━━ Extrait à lire

A l'ombre, sous la canopée
Dans cette chronique, parue en français dans la presse romande, Jérôme Chenal, Directeur de la Communauté d’études pour l’aménagement du territoire (CEAT), donne des exemples d’aménagements susceptibles de rendre les villes plus résilientes face au changement climatique.
La Suisse découvre avec stupeur qu’après avoir eu trop chaud cet été, elle risque d’avoir trop froid cet hiver. Après deux ans de port de masques chirurgicaux et de mobilité contrainte, le monde d’ «après» est finalement moins poétique que prévu. Cette situation montre, entre autres, les limites de nos systèmes urbains et l’urgence avec laquelle nous devons repenser nos villes et, plus globalement, nos territoires.
Il a fait chaud, très chaud, et les nuits tropicales sont de plus en plus nombreuses en été. Il faut un coupable pour ces îlots de chaleur urbain; ce sera la densité, sans interroger les causes de ces températures élevées. Mais cette densité du bâti n’est qu’un chiffre, une relation entre la surface du sol et la surface des bâtiments, rien de plus. Les villes peuvent revêtir des formes urbaines très différentes avec la même densité. La densité dans les villes suisses doit rester une solution, elle n’est pas remise en cause, mais il est nécessaire de la repenser.

━━━━

Réécrivez le passage de l'extrait sur les villes et le climat allant de « A l'ombre, sous » jusqu'à « au changement climatique. » inclus, en remplaçant « chronique » par « tribune ». Les données qui suivent n'ont aucun lien avec l'extrait.

━━ Matériel fourni

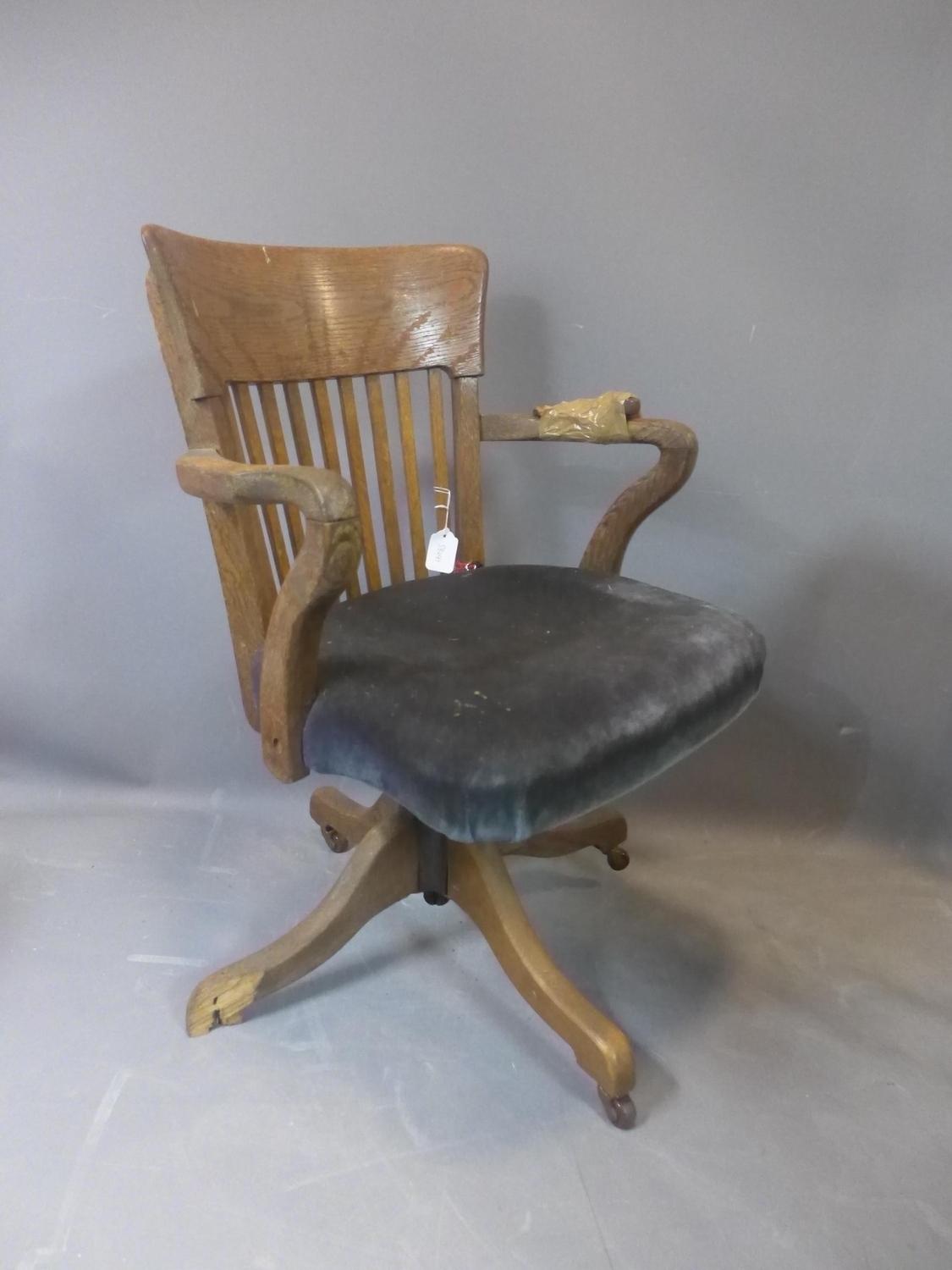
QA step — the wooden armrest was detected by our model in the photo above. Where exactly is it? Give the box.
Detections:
[175,450,357,521]
[480,414,698,573]
[175,450,360,781]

━━━━

- Corrigé de l'exercice:
A l'ombre, sous la canopée
Dans cette tribune, parue en français dans la presse romande, Jérôme Chenal, Directeur de la Communauté d’études pour l’aménagement du territoire (CEAT), donne des exemples d’aménagements susceptibles de rendre les villes plus résilientes face au changement climatique.